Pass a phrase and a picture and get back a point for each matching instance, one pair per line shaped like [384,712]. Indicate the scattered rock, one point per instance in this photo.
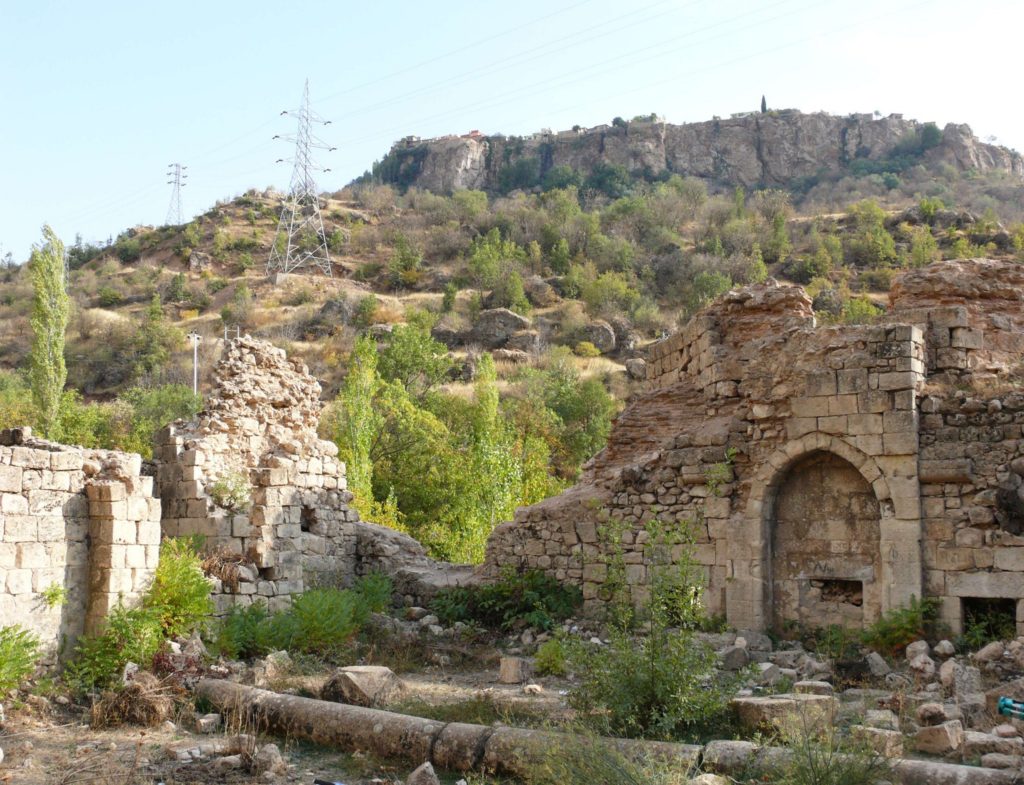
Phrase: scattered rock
[733,658]
[940,739]
[877,664]
[915,649]
[496,325]
[269,759]
[932,713]
[888,743]
[370,686]
[637,368]
[989,653]
[600,334]
[423,776]
[514,670]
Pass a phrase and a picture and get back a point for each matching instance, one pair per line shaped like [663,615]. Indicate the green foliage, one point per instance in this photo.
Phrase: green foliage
[551,658]
[321,621]
[663,685]
[54,596]
[517,599]
[900,626]
[586,349]
[176,603]
[19,651]
[413,357]
[179,595]
[231,491]
[47,373]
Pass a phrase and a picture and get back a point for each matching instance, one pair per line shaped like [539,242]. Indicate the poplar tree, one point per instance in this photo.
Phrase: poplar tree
[47,373]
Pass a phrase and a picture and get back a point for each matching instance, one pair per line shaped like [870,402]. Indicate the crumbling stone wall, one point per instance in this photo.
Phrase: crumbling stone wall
[79,522]
[259,428]
[744,402]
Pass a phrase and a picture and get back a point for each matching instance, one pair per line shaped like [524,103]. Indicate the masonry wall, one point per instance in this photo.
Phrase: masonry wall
[79,530]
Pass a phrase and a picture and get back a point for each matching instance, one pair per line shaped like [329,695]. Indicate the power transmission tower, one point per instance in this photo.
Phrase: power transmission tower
[177,174]
[300,241]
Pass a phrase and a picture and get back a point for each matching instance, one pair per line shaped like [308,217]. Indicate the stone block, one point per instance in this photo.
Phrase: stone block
[942,739]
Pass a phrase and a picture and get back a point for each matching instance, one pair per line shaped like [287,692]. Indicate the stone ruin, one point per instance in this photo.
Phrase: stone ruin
[829,473]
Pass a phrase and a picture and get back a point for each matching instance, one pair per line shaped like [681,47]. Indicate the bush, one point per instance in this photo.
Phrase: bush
[231,491]
[177,603]
[586,349]
[109,297]
[18,652]
[900,626]
[551,658]
[524,599]
[321,621]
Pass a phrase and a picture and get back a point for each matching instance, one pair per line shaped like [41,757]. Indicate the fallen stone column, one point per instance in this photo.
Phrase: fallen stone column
[463,747]
[456,746]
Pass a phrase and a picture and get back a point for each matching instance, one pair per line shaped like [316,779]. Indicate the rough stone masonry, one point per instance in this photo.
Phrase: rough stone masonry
[828,473]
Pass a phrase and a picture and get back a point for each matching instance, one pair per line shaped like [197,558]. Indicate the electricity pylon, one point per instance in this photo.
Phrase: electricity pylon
[300,241]
[177,174]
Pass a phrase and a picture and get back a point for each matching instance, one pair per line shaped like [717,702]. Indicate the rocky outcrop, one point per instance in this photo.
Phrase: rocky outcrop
[757,149]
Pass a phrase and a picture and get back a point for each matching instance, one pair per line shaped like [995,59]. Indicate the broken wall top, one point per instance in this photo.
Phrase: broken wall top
[262,403]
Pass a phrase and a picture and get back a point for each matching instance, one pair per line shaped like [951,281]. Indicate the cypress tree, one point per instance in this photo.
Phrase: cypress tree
[47,373]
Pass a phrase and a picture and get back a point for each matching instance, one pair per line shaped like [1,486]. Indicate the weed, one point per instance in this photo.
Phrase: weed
[524,599]
[18,653]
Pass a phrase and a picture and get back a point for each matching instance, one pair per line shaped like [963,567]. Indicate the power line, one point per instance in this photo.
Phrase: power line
[300,241]
[177,175]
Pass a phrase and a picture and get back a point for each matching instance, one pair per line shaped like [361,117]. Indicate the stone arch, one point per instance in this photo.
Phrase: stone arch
[749,595]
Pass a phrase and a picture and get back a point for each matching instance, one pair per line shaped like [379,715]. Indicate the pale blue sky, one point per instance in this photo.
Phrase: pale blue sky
[96,98]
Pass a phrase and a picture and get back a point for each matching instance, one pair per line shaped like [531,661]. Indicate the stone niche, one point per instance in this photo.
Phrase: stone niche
[824,546]
[827,474]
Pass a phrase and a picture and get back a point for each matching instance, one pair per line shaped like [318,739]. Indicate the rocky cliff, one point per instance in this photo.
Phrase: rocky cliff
[756,149]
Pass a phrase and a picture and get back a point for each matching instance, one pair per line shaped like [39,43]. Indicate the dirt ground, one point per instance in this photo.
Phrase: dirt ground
[45,743]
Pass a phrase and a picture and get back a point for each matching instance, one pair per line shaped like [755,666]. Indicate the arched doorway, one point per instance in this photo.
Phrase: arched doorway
[825,559]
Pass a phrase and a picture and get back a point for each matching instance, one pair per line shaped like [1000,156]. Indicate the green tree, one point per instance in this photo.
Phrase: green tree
[47,373]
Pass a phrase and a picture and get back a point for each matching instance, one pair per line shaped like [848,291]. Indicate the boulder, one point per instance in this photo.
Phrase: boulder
[600,334]
[514,670]
[733,658]
[370,686]
[524,341]
[877,664]
[887,743]
[916,649]
[768,711]
[940,739]
[424,775]
[636,368]
[932,713]
[496,325]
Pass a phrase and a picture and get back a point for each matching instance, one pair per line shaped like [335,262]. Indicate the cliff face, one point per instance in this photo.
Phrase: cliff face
[769,149]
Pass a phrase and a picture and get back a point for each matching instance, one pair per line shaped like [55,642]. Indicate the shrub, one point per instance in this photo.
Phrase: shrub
[177,602]
[231,491]
[321,621]
[179,595]
[586,349]
[18,652]
[900,626]
[517,599]
[551,658]
[109,297]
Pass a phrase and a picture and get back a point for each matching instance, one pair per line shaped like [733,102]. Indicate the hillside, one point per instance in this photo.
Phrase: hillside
[785,148]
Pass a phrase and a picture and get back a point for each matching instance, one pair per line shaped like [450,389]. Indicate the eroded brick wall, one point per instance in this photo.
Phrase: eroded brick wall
[78,523]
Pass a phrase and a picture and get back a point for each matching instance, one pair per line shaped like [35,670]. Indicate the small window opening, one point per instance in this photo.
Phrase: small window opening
[307,519]
[839,591]
[987,619]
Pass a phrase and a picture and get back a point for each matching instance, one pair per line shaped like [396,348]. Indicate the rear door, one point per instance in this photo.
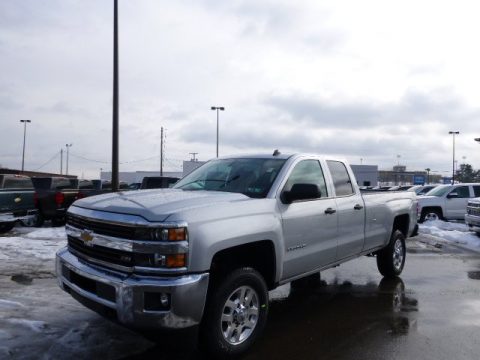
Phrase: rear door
[309,226]
[456,201]
[350,210]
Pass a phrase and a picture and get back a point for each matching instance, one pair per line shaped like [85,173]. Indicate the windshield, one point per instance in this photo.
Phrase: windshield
[252,177]
[439,190]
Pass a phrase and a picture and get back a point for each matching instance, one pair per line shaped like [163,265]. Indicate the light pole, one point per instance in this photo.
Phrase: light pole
[24,137]
[218,108]
[453,133]
[68,148]
[428,175]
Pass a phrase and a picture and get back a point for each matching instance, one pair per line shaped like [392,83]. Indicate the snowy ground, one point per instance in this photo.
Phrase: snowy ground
[451,232]
[38,320]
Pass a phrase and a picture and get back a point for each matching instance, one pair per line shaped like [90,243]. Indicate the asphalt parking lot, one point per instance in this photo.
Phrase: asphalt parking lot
[431,312]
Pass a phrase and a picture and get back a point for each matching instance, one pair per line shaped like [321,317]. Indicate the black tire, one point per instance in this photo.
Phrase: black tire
[391,259]
[306,283]
[225,334]
[430,214]
[39,220]
[6,227]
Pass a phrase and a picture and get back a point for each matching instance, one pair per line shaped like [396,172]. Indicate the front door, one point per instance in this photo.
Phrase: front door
[309,226]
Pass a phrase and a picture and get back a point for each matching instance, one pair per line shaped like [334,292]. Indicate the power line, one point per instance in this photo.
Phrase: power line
[51,159]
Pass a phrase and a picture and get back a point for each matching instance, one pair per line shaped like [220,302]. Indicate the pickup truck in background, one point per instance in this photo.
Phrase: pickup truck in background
[472,216]
[16,201]
[446,202]
[53,196]
[158,182]
[208,250]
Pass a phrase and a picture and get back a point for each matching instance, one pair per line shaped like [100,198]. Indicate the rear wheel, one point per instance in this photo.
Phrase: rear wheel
[391,259]
[6,227]
[235,313]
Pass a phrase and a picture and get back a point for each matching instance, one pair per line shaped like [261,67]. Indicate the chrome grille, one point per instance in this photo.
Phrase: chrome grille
[100,227]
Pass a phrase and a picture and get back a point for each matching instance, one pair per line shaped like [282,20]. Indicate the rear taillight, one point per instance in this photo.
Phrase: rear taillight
[59,198]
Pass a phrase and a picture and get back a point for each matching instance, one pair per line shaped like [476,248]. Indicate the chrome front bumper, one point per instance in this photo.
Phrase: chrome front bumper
[11,217]
[128,296]
[473,222]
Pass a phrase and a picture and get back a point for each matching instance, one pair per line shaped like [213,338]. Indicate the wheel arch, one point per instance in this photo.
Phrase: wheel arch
[259,255]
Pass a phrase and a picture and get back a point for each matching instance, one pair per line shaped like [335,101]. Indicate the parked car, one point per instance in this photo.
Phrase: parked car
[158,182]
[446,202]
[472,217]
[422,189]
[53,197]
[208,250]
[16,201]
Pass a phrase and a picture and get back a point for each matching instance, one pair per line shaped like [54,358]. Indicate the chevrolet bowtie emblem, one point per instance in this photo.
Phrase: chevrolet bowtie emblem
[86,236]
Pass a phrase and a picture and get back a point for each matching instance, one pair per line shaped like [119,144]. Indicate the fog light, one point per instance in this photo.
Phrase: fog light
[164,300]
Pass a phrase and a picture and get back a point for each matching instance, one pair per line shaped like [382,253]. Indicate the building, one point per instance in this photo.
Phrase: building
[366,175]
[400,176]
[33,173]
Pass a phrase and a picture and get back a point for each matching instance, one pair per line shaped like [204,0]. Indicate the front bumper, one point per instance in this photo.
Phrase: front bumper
[127,297]
[28,215]
[473,222]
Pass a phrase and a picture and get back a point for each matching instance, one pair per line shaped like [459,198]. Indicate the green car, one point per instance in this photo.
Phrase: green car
[17,201]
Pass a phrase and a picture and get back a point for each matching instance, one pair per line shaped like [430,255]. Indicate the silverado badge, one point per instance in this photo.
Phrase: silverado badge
[87,237]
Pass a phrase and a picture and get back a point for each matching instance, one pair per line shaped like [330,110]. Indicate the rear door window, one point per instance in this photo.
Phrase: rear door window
[476,191]
[307,172]
[462,191]
[341,179]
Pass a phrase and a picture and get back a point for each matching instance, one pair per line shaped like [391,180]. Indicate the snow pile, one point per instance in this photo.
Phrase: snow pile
[38,243]
[453,232]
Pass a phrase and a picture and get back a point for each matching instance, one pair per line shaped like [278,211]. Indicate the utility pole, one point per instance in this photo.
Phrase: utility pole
[193,157]
[24,138]
[115,180]
[68,148]
[217,108]
[453,133]
[61,161]
[161,152]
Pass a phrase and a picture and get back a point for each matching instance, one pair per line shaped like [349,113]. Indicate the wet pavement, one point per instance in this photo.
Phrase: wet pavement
[431,312]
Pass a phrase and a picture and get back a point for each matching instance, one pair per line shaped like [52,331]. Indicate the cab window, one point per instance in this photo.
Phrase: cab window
[462,192]
[341,179]
[307,172]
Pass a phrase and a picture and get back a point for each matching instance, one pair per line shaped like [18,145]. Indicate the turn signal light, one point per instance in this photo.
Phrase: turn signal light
[177,260]
[177,234]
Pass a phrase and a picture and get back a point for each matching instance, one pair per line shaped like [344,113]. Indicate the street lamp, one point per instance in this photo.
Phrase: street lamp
[68,148]
[218,108]
[453,133]
[428,175]
[24,137]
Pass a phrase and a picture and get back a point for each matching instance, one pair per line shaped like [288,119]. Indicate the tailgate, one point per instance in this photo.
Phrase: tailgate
[16,201]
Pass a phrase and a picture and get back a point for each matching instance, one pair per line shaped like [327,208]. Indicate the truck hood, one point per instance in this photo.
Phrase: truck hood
[157,204]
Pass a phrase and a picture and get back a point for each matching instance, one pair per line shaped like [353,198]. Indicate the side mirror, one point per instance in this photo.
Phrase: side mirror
[301,192]
[452,195]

-- -- --

Task instructions:
Every line from the one holding "shaped like [278,211]." through the final line of the listing must be echoed exactly; leave out all other lines.

Result of the exercise:
Pass a phrase and a picture and get back a point for each matching instance, one pair per line shaped like [278,211]. Indicate the utility pole, one point per instance in this photo.
Phrase: utility pole
[193,157]
[24,138]
[115,180]
[68,148]
[217,108]
[453,133]
[61,161]
[161,152]
Pass a phrase and a picture and get back a point for each matching instance, one pair per line shaped like [349,113]. Indicate the wet pavement, one point per instance in this photo.
Phrase: wet pavement
[431,312]
Pass a phrase and a picture and get back a point for each matching instance, one pair per line shaped like [52,331]. Indicate the cab window, one point per instance in this photo.
Phrase: cab window
[462,192]
[341,179]
[307,172]
Pass a phrase and a picture and get back a point for each matching instance, one pair per line shaped like [18,145]. Indicate the turn signal light, one point per instance in this photo.
Phrase: turn signal light
[177,260]
[177,234]
Pass a phrase and a picture and get back a point for each matching instance, one pair per line shaped like [344,113]. Indicate the street lamp, one point per instance in this photo.
Phrase: street lamp
[68,148]
[218,108]
[453,133]
[428,175]
[24,137]
Pass a phrase and a picture and get back a point for each matching instance, one pair per line shaped like [288,119]. Indicate the tailgate, one point per instance in this photo.
Phrase: tailgate
[16,201]
Pass a phrase and a picture and get back a point for each matching instance, one pair per line shaped like [327,208]. Indicate the truck hood, one point per instance in this photo.
Phrase: truck hood
[157,204]
Pass a phrase and a picture and get back a point for each matching instance, one pair per line shaped like [353,198]. Indicate the side mirror, one point per instance in this photo.
Phrase: side mirror
[301,192]
[452,195]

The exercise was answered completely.